-- Start of MATERIAL --

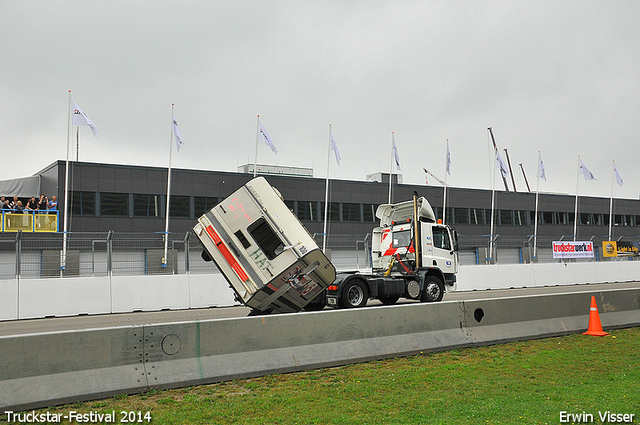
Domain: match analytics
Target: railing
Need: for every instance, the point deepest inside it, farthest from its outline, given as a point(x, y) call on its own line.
point(30, 221)
point(34, 255)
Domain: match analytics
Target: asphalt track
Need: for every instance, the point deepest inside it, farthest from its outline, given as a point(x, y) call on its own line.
point(53, 324)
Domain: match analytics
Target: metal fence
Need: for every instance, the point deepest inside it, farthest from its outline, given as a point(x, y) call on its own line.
point(43, 255)
point(28, 255)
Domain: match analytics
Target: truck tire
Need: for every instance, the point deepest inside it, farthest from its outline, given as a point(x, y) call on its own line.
point(354, 294)
point(433, 290)
point(389, 300)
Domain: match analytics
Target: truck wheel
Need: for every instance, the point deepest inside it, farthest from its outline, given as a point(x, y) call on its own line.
point(389, 300)
point(433, 290)
point(354, 295)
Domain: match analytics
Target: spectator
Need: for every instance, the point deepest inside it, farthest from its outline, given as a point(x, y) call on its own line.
point(53, 204)
point(42, 203)
point(32, 205)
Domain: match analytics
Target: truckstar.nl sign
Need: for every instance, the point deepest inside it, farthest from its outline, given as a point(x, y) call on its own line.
point(573, 249)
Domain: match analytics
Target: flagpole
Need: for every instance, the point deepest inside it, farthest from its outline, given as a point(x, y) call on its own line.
point(63, 261)
point(446, 168)
point(255, 158)
point(493, 199)
point(326, 196)
point(391, 165)
point(535, 226)
point(575, 214)
point(166, 226)
point(611, 201)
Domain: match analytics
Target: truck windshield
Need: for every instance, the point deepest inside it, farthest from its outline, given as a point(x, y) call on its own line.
point(441, 238)
point(402, 239)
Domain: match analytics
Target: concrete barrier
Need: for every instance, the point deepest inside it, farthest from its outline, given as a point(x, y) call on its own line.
point(508, 319)
point(55, 368)
point(44, 369)
point(38, 298)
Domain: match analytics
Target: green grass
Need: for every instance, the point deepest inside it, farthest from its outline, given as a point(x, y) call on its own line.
point(528, 382)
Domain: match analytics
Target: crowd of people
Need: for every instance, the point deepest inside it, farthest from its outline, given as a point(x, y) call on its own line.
point(30, 206)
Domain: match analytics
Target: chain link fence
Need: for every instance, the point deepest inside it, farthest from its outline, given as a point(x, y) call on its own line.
point(31, 255)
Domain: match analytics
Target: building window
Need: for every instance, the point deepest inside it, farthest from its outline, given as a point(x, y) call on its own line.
point(597, 220)
point(334, 211)
point(290, 205)
point(585, 219)
point(461, 216)
point(115, 204)
point(520, 218)
point(561, 218)
point(203, 204)
point(307, 210)
point(83, 203)
point(368, 213)
point(477, 216)
point(146, 205)
point(506, 217)
point(179, 206)
point(351, 212)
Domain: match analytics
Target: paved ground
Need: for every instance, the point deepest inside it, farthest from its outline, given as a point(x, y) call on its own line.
point(19, 327)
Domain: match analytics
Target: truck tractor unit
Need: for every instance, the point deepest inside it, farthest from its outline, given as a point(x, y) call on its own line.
point(274, 265)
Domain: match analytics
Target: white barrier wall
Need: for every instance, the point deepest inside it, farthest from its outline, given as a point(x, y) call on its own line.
point(63, 297)
point(210, 290)
point(37, 298)
point(145, 293)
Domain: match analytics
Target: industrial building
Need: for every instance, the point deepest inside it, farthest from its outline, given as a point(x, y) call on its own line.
point(132, 199)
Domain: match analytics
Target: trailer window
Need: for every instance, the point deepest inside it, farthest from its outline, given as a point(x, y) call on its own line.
point(266, 238)
point(441, 238)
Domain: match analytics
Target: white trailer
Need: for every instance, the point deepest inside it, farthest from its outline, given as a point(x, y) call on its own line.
point(268, 257)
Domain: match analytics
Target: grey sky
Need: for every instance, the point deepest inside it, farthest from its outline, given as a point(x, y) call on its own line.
point(559, 77)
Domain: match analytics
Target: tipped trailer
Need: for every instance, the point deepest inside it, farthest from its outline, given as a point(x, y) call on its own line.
point(274, 265)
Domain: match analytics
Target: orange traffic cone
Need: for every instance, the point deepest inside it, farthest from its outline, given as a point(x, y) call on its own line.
point(595, 327)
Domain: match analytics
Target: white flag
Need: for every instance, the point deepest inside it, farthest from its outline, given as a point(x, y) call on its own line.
point(618, 178)
point(588, 175)
point(395, 155)
point(266, 138)
point(541, 173)
point(176, 132)
point(448, 169)
point(334, 148)
point(500, 164)
point(80, 118)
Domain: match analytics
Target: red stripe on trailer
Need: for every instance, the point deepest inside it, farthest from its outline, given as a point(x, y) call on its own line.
point(227, 254)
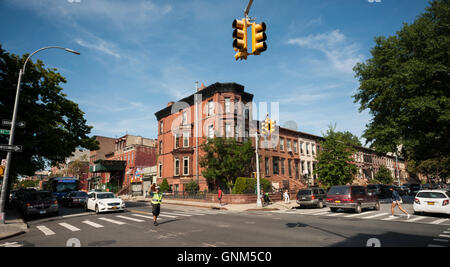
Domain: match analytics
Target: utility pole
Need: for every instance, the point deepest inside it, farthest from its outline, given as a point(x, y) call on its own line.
point(13, 128)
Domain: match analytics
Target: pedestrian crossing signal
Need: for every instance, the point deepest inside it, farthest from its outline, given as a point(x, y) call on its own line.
point(240, 38)
point(258, 38)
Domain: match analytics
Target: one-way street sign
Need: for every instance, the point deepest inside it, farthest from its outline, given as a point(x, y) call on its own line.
point(13, 148)
point(20, 124)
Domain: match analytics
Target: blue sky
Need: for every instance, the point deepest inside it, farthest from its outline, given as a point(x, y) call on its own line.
point(137, 55)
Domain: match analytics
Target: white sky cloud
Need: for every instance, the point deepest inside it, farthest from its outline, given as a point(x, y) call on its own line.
point(342, 55)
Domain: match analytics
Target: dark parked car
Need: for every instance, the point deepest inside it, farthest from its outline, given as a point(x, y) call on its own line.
point(352, 197)
point(75, 198)
point(37, 203)
point(312, 197)
point(380, 190)
point(414, 188)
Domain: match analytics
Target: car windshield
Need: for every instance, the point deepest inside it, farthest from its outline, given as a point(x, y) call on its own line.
point(80, 194)
point(431, 195)
point(339, 190)
point(304, 192)
point(38, 196)
point(103, 196)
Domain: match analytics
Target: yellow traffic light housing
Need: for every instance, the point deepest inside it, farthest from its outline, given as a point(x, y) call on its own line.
point(258, 38)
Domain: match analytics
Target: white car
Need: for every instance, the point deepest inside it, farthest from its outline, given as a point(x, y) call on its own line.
point(104, 202)
point(432, 201)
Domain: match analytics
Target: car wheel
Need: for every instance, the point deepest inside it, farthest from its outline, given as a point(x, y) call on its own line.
point(320, 205)
point(377, 205)
point(358, 209)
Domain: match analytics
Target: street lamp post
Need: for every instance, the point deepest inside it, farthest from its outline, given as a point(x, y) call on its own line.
point(13, 128)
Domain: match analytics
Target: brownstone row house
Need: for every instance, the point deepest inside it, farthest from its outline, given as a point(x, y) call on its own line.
point(120, 163)
point(225, 110)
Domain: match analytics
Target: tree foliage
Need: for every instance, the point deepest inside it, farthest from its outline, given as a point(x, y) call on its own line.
point(384, 175)
point(225, 160)
point(334, 167)
point(405, 86)
point(55, 126)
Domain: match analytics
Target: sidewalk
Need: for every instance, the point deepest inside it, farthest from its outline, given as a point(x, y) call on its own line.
point(280, 205)
point(13, 226)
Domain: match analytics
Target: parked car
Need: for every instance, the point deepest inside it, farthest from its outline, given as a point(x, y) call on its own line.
point(311, 197)
point(37, 203)
point(432, 201)
point(405, 190)
point(351, 197)
point(380, 190)
point(103, 202)
point(75, 198)
point(414, 188)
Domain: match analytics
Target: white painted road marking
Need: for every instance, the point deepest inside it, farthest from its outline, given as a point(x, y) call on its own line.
point(129, 218)
point(374, 216)
point(359, 214)
point(111, 221)
point(45, 230)
point(96, 225)
point(70, 227)
point(439, 221)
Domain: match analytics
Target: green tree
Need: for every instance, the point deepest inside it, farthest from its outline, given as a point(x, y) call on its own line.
point(55, 126)
point(164, 185)
point(225, 160)
point(333, 166)
point(405, 87)
point(384, 175)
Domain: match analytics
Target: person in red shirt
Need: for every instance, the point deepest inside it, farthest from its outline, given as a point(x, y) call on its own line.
point(220, 196)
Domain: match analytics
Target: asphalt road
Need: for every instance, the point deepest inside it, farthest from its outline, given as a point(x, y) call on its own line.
point(195, 227)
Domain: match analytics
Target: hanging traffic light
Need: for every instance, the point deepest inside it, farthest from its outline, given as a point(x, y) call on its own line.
point(240, 38)
point(258, 38)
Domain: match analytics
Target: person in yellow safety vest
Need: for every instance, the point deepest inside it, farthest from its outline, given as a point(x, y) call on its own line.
point(156, 204)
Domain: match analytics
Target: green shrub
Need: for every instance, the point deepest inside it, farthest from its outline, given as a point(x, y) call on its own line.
point(248, 185)
point(164, 185)
point(192, 186)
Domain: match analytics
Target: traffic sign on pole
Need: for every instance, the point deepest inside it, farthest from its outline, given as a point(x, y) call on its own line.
point(20, 124)
point(12, 148)
point(3, 131)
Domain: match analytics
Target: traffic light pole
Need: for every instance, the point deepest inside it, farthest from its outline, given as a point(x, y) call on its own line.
point(258, 188)
point(13, 128)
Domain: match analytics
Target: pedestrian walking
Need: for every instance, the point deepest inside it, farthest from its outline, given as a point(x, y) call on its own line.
point(396, 201)
point(156, 204)
point(286, 197)
point(219, 196)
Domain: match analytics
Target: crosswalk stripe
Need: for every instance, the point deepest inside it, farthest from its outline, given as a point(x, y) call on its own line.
point(305, 212)
point(439, 221)
point(177, 214)
point(111, 221)
point(45, 230)
point(336, 214)
point(374, 216)
point(435, 246)
point(189, 213)
point(129, 218)
point(70, 227)
point(441, 240)
point(142, 216)
point(96, 225)
point(321, 213)
point(416, 219)
point(164, 215)
point(359, 214)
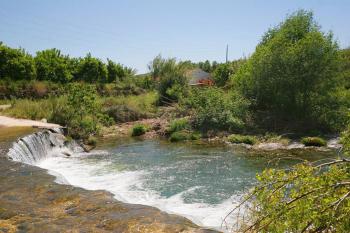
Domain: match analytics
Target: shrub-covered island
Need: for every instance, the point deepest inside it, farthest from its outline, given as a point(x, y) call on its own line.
point(296, 83)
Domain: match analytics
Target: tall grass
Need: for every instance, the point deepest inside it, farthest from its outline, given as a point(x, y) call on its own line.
point(144, 103)
point(36, 109)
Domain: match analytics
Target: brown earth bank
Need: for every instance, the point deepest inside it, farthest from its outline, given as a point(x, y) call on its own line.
point(30, 201)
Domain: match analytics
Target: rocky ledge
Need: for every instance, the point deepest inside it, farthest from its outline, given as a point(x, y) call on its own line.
point(30, 201)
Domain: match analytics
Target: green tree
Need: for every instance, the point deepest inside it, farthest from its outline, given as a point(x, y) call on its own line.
point(213, 109)
point(173, 84)
point(294, 72)
point(91, 70)
point(222, 72)
point(82, 110)
point(117, 71)
point(53, 66)
point(16, 64)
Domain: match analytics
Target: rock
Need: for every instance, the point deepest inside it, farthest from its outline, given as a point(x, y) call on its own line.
point(334, 143)
point(269, 146)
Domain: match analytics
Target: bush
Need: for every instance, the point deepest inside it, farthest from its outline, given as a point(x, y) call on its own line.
point(92, 141)
point(173, 84)
point(130, 108)
point(313, 141)
point(138, 130)
point(213, 109)
point(177, 125)
point(246, 139)
point(293, 74)
point(183, 135)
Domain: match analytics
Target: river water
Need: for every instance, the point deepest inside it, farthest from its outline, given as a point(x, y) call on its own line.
point(202, 182)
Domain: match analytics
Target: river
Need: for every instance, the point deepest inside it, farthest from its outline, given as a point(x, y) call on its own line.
point(200, 181)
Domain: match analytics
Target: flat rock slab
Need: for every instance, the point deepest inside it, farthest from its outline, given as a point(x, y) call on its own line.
point(14, 122)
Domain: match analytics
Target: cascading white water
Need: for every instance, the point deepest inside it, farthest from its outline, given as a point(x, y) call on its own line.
point(38, 146)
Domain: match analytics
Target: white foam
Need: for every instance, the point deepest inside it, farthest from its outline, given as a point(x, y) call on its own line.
point(127, 186)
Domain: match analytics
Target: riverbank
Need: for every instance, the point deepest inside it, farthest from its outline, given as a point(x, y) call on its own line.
point(157, 128)
point(31, 200)
point(15, 122)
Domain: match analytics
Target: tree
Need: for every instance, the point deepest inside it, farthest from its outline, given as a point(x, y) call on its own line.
point(224, 71)
point(91, 70)
point(173, 84)
point(16, 64)
point(82, 110)
point(214, 109)
point(51, 65)
point(117, 71)
point(309, 197)
point(293, 72)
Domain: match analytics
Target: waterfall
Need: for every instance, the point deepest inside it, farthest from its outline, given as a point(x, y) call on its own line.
point(40, 145)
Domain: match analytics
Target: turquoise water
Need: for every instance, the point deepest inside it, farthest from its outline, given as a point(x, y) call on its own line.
point(200, 181)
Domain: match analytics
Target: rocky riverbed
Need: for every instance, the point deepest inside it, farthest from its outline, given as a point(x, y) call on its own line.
point(31, 201)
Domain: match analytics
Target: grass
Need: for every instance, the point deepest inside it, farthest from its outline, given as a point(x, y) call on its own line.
point(246, 139)
point(144, 103)
point(313, 141)
point(138, 130)
point(35, 109)
point(130, 108)
point(177, 125)
point(184, 135)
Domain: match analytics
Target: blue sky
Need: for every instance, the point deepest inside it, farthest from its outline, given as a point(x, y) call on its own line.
point(133, 32)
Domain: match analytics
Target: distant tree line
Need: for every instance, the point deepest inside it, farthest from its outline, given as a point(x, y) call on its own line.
point(52, 65)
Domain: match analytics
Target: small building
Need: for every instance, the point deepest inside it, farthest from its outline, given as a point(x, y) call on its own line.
point(198, 77)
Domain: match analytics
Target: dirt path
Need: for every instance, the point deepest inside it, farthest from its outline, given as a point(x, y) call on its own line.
point(14, 122)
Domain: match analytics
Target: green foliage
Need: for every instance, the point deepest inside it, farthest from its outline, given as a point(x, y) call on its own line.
point(29, 89)
point(92, 141)
point(222, 72)
point(246, 139)
point(16, 64)
point(53, 66)
point(345, 140)
point(183, 135)
point(173, 84)
point(130, 108)
point(178, 125)
point(308, 197)
point(213, 109)
point(138, 130)
point(304, 199)
point(117, 72)
point(91, 70)
point(313, 141)
point(207, 66)
point(293, 73)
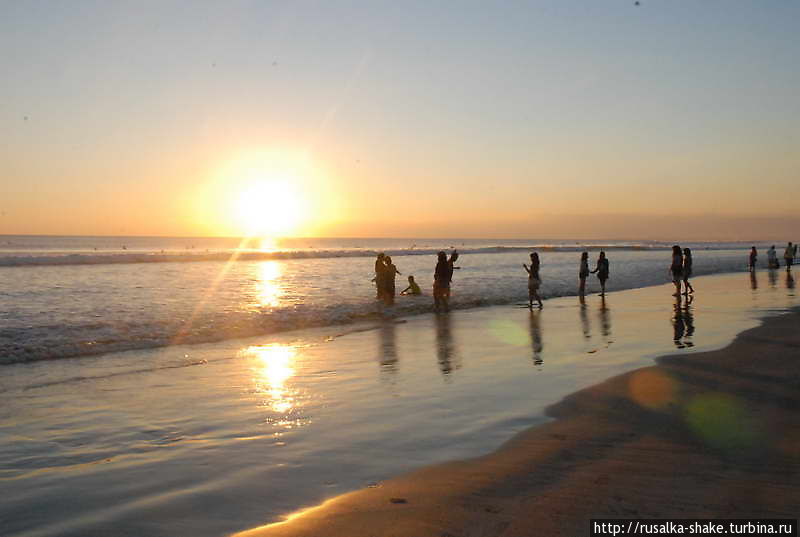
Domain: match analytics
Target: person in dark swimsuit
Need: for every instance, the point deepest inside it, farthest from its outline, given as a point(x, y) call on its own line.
point(676, 269)
point(441, 283)
point(687, 271)
point(583, 272)
point(533, 281)
point(753, 258)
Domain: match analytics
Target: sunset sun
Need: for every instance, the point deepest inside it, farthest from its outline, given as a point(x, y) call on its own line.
point(270, 208)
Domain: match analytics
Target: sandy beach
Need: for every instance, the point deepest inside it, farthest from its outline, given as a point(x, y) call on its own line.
point(710, 434)
point(213, 439)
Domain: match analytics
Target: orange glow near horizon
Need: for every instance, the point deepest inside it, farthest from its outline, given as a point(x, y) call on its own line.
point(269, 208)
point(265, 194)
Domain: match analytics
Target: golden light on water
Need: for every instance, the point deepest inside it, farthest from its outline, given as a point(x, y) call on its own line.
point(274, 367)
point(268, 286)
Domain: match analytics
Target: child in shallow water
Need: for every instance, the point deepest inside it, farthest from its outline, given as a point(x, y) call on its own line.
point(412, 289)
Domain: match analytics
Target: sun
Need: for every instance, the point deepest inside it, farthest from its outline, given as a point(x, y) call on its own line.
point(270, 208)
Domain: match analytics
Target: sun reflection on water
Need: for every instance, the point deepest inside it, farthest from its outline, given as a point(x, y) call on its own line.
point(274, 367)
point(269, 290)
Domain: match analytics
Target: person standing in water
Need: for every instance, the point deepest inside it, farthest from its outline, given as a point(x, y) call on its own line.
point(602, 272)
point(687, 271)
point(753, 258)
point(412, 289)
point(676, 269)
point(441, 283)
point(772, 257)
point(380, 277)
point(788, 256)
point(534, 282)
point(389, 276)
point(583, 272)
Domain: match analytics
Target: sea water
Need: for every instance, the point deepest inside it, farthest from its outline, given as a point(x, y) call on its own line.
point(170, 436)
point(74, 296)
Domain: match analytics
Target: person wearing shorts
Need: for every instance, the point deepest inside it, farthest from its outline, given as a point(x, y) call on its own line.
point(534, 282)
point(676, 269)
point(441, 283)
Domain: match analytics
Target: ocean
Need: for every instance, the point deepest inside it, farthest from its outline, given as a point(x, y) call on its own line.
point(161, 386)
point(64, 297)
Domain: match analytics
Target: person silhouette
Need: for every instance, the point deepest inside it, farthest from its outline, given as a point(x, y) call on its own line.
point(379, 279)
point(533, 280)
point(788, 256)
point(412, 289)
point(676, 268)
point(772, 258)
point(583, 272)
point(441, 283)
point(390, 272)
point(687, 271)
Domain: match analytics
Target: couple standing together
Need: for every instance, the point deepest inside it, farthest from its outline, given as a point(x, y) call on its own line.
point(534, 281)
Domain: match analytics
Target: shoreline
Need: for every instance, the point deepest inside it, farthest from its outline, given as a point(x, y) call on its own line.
point(406, 308)
point(704, 435)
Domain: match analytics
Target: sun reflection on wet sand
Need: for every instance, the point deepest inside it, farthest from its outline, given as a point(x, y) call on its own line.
point(274, 367)
point(269, 290)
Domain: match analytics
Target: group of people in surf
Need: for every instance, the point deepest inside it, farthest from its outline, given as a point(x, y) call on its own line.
point(772, 257)
point(681, 270)
point(534, 280)
point(386, 273)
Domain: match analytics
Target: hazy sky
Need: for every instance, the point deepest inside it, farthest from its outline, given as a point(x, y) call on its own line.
point(562, 118)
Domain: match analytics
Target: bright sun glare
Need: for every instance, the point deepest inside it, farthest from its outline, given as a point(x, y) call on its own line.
point(270, 208)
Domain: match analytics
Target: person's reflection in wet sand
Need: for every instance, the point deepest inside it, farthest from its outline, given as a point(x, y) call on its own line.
point(688, 319)
point(387, 351)
point(536, 337)
point(587, 329)
point(683, 323)
point(773, 278)
point(605, 319)
point(678, 324)
point(445, 346)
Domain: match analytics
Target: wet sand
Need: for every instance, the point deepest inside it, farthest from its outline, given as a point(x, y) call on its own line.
point(713, 434)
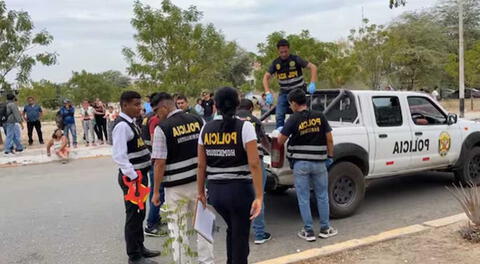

-- End of MATERIAL --

REQUIREMENTS »
Identify every line in the items above that contains the word "person", and copy each one out in full.

SOLUTION FOR THIS TASK »
Target: person in red shirt
Target: person in yellow safety vest
Target: person in dark swimsuit
Target: person standing in water
Target: person wearing shorts
Target: person silhouette
Target: person's reflection in wet sand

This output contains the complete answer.